> _Exercise objective_:
Can you give the lines below as a JSON list of strings, one string per line, starting at the line that has "The function MUST provide one point per instance of the grass" and stopping after the line that has "[[51, 36], [49, 62], [113, 37], [179, 64], [177, 38]]"? Omit blank lines and leave the pictures out.

> _Task inputs_:
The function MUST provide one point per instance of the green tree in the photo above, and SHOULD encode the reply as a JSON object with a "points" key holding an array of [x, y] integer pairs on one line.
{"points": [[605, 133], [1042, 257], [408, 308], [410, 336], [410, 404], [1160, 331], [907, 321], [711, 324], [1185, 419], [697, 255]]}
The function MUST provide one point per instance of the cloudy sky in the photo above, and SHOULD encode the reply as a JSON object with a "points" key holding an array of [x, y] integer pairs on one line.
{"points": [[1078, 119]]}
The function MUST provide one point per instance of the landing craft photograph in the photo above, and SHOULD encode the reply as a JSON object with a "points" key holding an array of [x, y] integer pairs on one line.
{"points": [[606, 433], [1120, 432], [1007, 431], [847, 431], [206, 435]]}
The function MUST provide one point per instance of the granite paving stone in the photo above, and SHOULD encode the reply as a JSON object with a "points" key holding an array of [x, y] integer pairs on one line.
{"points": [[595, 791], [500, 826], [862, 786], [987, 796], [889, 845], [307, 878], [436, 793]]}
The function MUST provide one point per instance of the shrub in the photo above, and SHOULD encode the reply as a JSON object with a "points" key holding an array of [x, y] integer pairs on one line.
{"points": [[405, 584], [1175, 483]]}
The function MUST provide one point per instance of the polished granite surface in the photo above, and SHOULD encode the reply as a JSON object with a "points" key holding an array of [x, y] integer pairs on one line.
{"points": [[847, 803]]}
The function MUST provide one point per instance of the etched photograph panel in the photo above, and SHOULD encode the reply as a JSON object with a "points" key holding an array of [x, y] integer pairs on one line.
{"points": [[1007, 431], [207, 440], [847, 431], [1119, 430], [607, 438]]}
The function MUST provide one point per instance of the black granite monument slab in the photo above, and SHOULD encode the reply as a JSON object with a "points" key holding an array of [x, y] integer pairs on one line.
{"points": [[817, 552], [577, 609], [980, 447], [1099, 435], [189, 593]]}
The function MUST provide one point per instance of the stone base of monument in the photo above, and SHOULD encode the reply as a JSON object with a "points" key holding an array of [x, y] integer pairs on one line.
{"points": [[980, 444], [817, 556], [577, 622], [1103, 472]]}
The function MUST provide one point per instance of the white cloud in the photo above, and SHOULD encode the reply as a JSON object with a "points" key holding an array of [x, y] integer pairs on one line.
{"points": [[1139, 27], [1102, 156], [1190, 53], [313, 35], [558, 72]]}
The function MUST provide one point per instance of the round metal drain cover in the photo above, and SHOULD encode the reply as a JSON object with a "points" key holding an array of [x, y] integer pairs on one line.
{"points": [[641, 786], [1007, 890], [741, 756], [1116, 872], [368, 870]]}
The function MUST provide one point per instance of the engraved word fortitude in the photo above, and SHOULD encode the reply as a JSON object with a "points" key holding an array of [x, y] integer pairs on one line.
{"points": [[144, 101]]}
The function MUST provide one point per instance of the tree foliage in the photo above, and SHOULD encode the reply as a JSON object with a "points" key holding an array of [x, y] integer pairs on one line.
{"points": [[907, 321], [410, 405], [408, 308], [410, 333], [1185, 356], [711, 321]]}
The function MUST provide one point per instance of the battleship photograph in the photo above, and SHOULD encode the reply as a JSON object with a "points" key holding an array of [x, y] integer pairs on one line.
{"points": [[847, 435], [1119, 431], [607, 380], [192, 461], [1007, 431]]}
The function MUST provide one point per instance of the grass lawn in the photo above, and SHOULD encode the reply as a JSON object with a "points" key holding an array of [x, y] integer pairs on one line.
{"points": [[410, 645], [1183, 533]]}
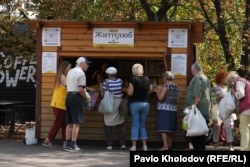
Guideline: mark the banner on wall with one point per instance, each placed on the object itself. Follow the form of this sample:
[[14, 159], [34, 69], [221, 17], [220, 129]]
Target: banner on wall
[[51, 36], [49, 62], [113, 37], [179, 64], [177, 38]]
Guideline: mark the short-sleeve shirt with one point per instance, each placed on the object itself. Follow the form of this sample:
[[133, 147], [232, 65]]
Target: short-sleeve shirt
[[141, 86], [114, 86], [75, 78]]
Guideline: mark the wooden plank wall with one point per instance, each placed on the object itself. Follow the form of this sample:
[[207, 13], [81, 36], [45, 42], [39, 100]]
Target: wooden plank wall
[[76, 40]]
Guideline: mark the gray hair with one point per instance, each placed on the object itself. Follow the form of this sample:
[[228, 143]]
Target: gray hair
[[168, 75], [232, 74], [197, 67]]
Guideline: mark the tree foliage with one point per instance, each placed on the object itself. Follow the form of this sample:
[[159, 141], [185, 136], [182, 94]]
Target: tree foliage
[[226, 38]]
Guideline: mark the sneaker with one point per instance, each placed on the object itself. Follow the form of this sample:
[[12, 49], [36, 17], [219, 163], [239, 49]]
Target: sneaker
[[48, 145], [109, 148], [123, 147], [69, 149], [64, 145], [133, 148], [230, 148], [145, 148], [77, 148]]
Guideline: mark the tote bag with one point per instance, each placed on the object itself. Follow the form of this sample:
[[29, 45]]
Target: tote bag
[[227, 105], [106, 104], [124, 107], [197, 125]]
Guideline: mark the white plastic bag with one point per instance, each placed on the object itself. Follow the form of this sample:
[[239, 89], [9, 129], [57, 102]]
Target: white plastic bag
[[227, 105], [30, 134], [215, 114], [197, 125], [106, 104]]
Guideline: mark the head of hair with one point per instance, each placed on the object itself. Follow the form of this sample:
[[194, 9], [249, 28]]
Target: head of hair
[[247, 76], [61, 70], [197, 67], [168, 75], [137, 69], [232, 74], [220, 76]]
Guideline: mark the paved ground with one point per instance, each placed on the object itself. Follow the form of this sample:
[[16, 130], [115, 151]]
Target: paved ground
[[14, 153]]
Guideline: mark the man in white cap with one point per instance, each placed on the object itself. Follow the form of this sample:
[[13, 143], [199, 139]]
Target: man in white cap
[[76, 94]]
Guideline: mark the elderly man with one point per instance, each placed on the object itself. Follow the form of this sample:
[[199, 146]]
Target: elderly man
[[241, 91], [76, 94], [198, 93]]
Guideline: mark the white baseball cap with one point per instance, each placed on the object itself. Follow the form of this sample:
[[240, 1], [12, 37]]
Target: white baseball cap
[[111, 70], [82, 60]]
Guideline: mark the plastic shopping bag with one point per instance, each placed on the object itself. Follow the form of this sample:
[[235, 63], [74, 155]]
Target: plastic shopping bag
[[106, 104], [227, 106], [30, 133], [197, 124]]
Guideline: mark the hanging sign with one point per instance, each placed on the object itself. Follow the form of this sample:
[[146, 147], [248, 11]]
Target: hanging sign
[[113, 37]]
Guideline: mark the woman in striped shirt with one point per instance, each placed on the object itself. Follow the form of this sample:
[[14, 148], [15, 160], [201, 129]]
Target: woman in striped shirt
[[114, 85]]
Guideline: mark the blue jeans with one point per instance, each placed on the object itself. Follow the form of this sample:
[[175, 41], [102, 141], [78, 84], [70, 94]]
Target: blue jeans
[[139, 113]]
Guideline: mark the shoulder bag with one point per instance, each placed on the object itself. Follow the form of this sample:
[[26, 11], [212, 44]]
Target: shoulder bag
[[106, 104]]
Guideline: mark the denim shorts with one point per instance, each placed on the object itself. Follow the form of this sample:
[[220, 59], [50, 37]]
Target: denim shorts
[[74, 108]]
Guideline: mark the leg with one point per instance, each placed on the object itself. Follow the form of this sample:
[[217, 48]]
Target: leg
[[142, 122], [121, 133], [57, 124], [169, 140], [108, 132], [216, 135], [198, 143], [229, 132], [75, 130], [134, 112], [165, 142], [244, 132], [68, 134]]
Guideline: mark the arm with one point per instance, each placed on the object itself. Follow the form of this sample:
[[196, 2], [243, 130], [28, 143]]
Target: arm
[[161, 92]]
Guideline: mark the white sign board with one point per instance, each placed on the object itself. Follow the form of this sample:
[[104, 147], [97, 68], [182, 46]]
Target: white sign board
[[177, 38]]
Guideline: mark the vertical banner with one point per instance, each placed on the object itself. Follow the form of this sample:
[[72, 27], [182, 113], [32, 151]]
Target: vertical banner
[[49, 62]]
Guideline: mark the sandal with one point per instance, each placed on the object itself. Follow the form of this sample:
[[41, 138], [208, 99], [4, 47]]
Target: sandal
[[48, 145], [164, 148]]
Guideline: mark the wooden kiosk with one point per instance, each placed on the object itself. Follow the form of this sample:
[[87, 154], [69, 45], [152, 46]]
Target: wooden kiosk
[[123, 43]]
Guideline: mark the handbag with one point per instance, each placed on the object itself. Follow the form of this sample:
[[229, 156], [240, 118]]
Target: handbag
[[197, 125], [30, 133], [124, 107], [185, 123], [215, 115], [227, 105], [106, 104]]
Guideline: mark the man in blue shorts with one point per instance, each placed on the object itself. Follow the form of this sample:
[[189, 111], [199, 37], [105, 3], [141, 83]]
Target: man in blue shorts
[[76, 95]]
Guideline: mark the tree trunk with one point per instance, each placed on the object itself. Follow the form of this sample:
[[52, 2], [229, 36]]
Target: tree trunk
[[245, 57]]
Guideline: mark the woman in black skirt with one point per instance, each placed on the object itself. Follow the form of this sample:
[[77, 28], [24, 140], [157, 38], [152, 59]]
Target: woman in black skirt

> _Solution for this problem_:
[
  "The function MUST provide one point per instance of the grass lawn in the photo above, and SHOULD encode the reply as a JSON object with a \"points\" key holding an array of [x, y] integer pairs on one line.",
  "{\"points\": [[410, 645], [1183, 533]]}",
  "Guideline: mark the banner on wall with one point per instance, each placed on the object itself. Follow the form of this sample:",
  "[[14, 159], [34, 69], [221, 17], [220, 129]]",
  "Target: banner on wall",
  "[[51, 36], [49, 62], [113, 37], [179, 64], [177, 38]]"
]